• **FRAGMENTO PROPORCIONADO**:
En ese momento, Jairo se dio cuenta de que tenía que parar porque no estaba bien. “Pensé que era el momento perfecto. Nadie iba a verme pasando el mono y no pasaba nada si trabajaba en pijama desde la cama”, relata, “pero lo pasé fatal”.
Al preguntar a Jairo por las consecuencias de la cocaína, tiene clara su respuesta. “¿Por dónde empiezo?”, bromea.
“Te hace vivir como si tuvieses un ataque de ansiedad constante, pero la necesitas. Los primeros diez minutos estás de puta madre, con una sensación de lucidez que no has tenido en la vida. Te ves capaz de todo. Pero luego llega la bajona, y sigues metiéndote para evitarla porque es una mierda”, comparte. “También te vuelves el mayor gilipollas del mundo con tus amigos y con tu familia. La gente de toda la vida, los que se preocupan por ti, saben que algo va mal. Tú se lo ocultas y te cabreas cuando ellos solo quieren ayudarte. Acabas dejándoles de lado y tu círculo social se resume a gente a la que no soportas, pero te invita a coca los fines de semana. Estás solo, completamente solo”, reflexiona el joven.

Registros sacados de una colección:
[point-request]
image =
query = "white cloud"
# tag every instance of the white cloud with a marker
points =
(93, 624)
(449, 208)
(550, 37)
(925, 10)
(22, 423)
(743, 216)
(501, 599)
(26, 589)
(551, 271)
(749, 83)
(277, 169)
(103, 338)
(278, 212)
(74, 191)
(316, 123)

• **QUÉ HACER**:
1. Traduce al inglés esta oración del fragmento proporcionado: "Al preguntar a Jairo por las consecuencias de la cocaína, tiene clara su respuesta."
2. Resume el fragmento proporcionado en dos oraciones.
3. Copia del fragmento proporcionado el pasaje entre "Al preguntar a" y "reflexiona el joven.", ambos incluidos.

• **RESPUESTAS ESPERADAS**:
1. When Jairo is asked about the consequences of cocaine, he is clear about his answer.

2. Jairo se dio cuenta de que tenía que parar y pasó el mono trabajando en pijama desde la cama, aunque lo pasó fatal. Según él, la cocaína te hace vivir en una ansiedad constante, con unos minutos de lucidez seguidos de una bajona, y te lleva a apartar a tus amigos y tu familia hasta quedarte completamente solo.

3.
Al preguntar a Jairo por las consecuencias de la cocaína, tiene clara su respuesta. “¿Por dónde empiezo?”, bromea.
“Te hace vivir como si tuvieses un ataque de ansiedad constante, pero la necesitas. Los primeros diez minutos estás de puta madre, con una sensación de lucidez que no has tenido en la vida. Te ves capaz de todo. Pero luego llega la bajona, y sigues metiéndote para evitarla porque es una mierda”, comparte. “También te vuelves el mayor gilipollas del mundo con tus amigos y con tu familia. La gente de toda la vida, los que se preocupan por ti, saben que algo va mal. Tú se lo ocultas y te cabreas cuando ellos solo quieren ayudarte. Acabas dejándoles de lado y tu círculo social se resume a gente a la que no soportas, pero te invita a coca los fines de semana. Estás solo, completamente solo”, reflexiona el joven.